++++ Text provided

This is accompany code associated with the paper submission 'SPEL: Software Tool for Porting ELM with OpenACC in a Function Unit Test Framework'. This software tool builds off of previous work done by Dali Wang and Yao Cindy to create a robust method for developing the E3SM Land Model (ELM) onto GPUs.

SPEL contains the folders:

./SourceFiles/: folder contains the ELM Fortran source files and the GPU-ready ELM test modules

./scripts/: folder contains SPEL Python scripts and few Fortran modules to generate ELM test modules

./modified-files/: folder created to hold optimized versions of source files -- created as neeeded

./scripts/script-output: created at first run to hold temporary files

./unit-tests/: Created at first run and will contain directories for all cases.

SPEL setup and instructions

Currently, these SPEL Python scripts are used to:

  • extract and prepare ELM files to run and compile without MPI and netcdf.
  • modify ELM routines to remove modules that cannot or are undesired to run on the GPU.
  • Perform automatic OpenACC acceleration using either the routine directive or parallel loop directives.
  • Understand code by generating simple call tree and dependency graph of the modules.
  • write Fortran routines to generate input/output needed to initialize variables and verify the results and a needed Makefile
  • Note: The current intended workflow is to generate a unit test with opt = False and then re-run with opt = True as desired. Currently, opt = True bypasses many of the other processing scripts as it is meant to be run multiple times as the user recognizes and resolves issues with the code.

Setup : In scripts directory, edit mod_config.py with specific file layout as needed and UnitTestforELM.py with a list of subroutines to parse (only parent subroutine needs to be listed) and a name for the case. While running with python3 UnitTestforELM.py, a directory will be created in ./unit-test/{casename} to contain the Function Unit Test program.

A Makefile will automatically be generated for the chosen subroutines to test.
elm_initializeMod.F90 and main.F90 will be modified by the scripts to use and allocate only the variables that are needed.

readMod.F90, writeMod.F90, and verificationMod.F90 are generated by the scripts to create the appropriate I/O and validation functions. duplicationMod.F90 is generated to duplicate the same variables as many times as desired at run-time.

Get Reference Data: Compile ELM with writeMod.F90 and place subroutine write_vars() before subroutine used for the Unit Test.

In addition to the scripts, the main.F90 file was created to effectively replace the lnd_cpl_mct and elm_drv routines and is where all testing is done and configurations should be done.
Compilation of unit-test only requires NV Fortran compiler, CUDA 10+, and potentially LAPACK.

++++++++
++++ Supplied entries

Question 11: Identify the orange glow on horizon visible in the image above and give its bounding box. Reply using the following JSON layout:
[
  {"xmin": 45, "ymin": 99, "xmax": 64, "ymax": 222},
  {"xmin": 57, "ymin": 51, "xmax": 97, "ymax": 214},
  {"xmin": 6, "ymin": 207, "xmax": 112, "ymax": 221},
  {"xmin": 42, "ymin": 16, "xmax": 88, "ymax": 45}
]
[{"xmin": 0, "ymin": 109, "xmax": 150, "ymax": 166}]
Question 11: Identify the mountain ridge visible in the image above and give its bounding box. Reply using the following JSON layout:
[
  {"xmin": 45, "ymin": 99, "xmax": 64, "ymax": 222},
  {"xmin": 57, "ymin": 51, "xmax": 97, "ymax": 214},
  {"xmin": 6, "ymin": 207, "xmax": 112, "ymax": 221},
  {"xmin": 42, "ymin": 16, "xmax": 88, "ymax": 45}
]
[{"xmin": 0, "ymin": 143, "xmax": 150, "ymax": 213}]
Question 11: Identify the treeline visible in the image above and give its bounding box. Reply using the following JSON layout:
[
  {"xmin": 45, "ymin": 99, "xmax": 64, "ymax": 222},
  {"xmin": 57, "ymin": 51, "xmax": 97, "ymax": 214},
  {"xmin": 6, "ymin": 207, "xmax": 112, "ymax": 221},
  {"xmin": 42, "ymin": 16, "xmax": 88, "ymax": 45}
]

++++++++

Tasks to perform:
1. Answer these from the SPEL text:
(a) Which folder holds optimized versions of source files?
(b) Which generated file duplicates the same variables as many times as desired at run-time?
(c) What does compiling a unit test require?
2. Reproduce the SPEL text word for word from "This is accompany" to "for all cases.".

Responses per task:
1.
(a) ./modified-files/
(b) duplicationMod.F90
(c) The NV Fortran compiler, CUDA 10+, and potentially LAPACK.

2.
This is accompany code associated with the paper submission 'SPEL: Software Tool for Porting ELM with OpenACC in a Function Unit Test Framework'. This software tool builds off of previous work done by Dali Wang and Yao Cindy to create a robust method for developing the E3SM Land Model (ELM) onto GPUs.

SPEL contains the folders:

./SourceFiles/: folder contains the ELM Fortran source files and the GPU-ready ELM test modules

./scripts/: folder contains SPEL Python scripts and few Fortran modules to generate ELM test modules

./modified-files/: folder created to hold optimized versions of source files -- created as neeeded

./scripts/script-output: created at first run to hold temporary files

./unit-tests/: Created at first run and will contain directories for all cases.